- [GIVEN REQUEST]: Extend the column about Herm Edwards's time coaching at Arizona State, picking up right after its final sentence.

- [PAGE]:
+ + +

That said, we should acknowledge a vital role Edwards played in the machinery of college football.

During an era when head coaches look for every opportunity to control their surroundings and the public narrative, Edwards was open with the media. Not only that, he allowed his assistants and coordinators to speak to the press with a frequency rarely found in the sport.

College football has a pipeline problem: There are simply not enough Black assistant coaches and coordinators on the fast track to becoming head coaches.

One reason for the clogged pipeline is that staffers at many schools are sheltered from the media by the control freaks who run the programs.

As a result, the assistants and coordinators don’t become comfortable with the public-facing aspects of the job — aspects that are critical to the interview process and moving onto the fast track for head coaching jobs.

Herm Edwards, left, and Arizona coach Jedd Fisch talk after the Sun Devils' win over the Wildcats last season.

Edwards saw that and did his part to better the situation. The sport needs dozens of coaches to adopt his philosophy in that regard.

Edwards’ tenure appeared doomed late Saturday night, when ASU president Michael Crow told azcentral.com that, “We’ll have to decide where we’re going from here.”

But what if ASU had made a play or two down the stretch and beaten Eastern Michigan on a last-second field goal?

Would Crow and athletic director Ray Anderson still have dismissed Edwards?

Probably not, which cuts to the heart of the bizarre relationship between Edwards, Anderson and Crow: Performance seemed to matter more than the conduct of the football program.

How else should we read a situation in which half the coaching staff is terminated for ethical violations committed under Edwards’ watch, but the man responsible remains in place. Accountability seemed irrelevant.

But then he lost to EMU.

The Edwards experiment was truly something to behold.

Crow, who steadfastly supported the misguided strategies concocted by former Pac-12 commissioner Larry Scott, permitted his athletic director, Anderson, to hire a longtime friend and former business associate with precious little experience in college coaching.

Together, they decided to unveil the New Leadership Model, which purported to break new ground in the way college football programs operate by placing the head coach in a CEO role.

The details were provided in a press release that could have been written in a business school class and seemed to suggest ASU, and ASU alone, had found a better way.

Meanwhile, everyone in the sport knew the New Leadership Model was destined to fail — only the specifics were up for debate.

+ + +

- [INFORMATION PROVIDED]:

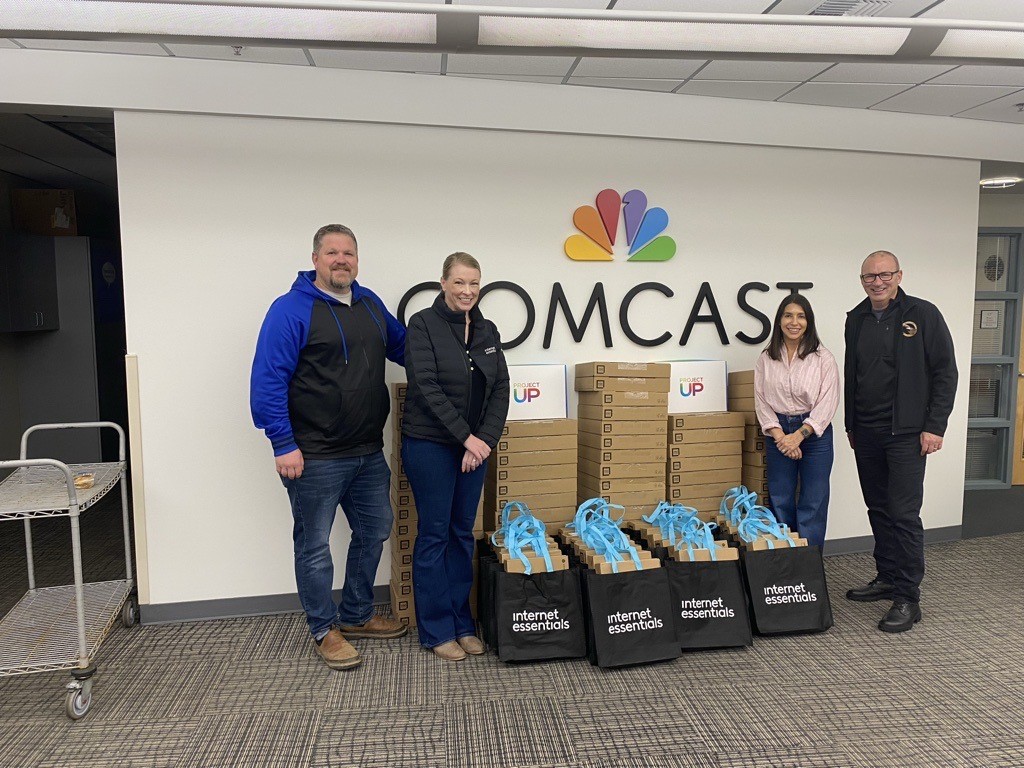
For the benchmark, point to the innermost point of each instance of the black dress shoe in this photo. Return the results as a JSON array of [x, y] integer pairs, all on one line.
[[901, 616], [872, 591]]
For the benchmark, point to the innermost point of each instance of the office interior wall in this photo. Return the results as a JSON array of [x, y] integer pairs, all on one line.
[[217, 216]]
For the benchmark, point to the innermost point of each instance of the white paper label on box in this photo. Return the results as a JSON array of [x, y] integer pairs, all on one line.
[[697, 386], [537, 392]]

+ + +

- [ANSWER FOR THIS EXERCISE]:
Those specifics turned out to be a major recruiting scandal that embarrassed the school, derailed the program and created the circumstances for the on-field play to deteriorate — thereby resulting in Edwards’ termination and the ascent of its arch-rival.

The scandal in Tempe so impacted recruiting that it gave Arizona access to prospects who might not have considered the Wildcats if ASU had been a viable option.

Essentially, the scandal ruined one program and uplifted another.

Our advice to ASU moving forward: Don’t try to be smarter than anyone else; just hire a good football coach who has actually, you know, coached college football.

You don’t have to hire another Edwards, or a Lincoln Riley or a Dan Lanning. A Kalen DeBoer will do just fine.

Of course, the NCAA sanctions could limit the candidate pool. But that’s a topic for another day.

Right now, the critical question isn’t who the Sun Devils will hire but, rather, who will actually make the hire.

Will the university allow Anderson, who staked everything on Edwards, be given a second chance?

Will Crow give the architect of this mess the opportunity to make another — or to make amends?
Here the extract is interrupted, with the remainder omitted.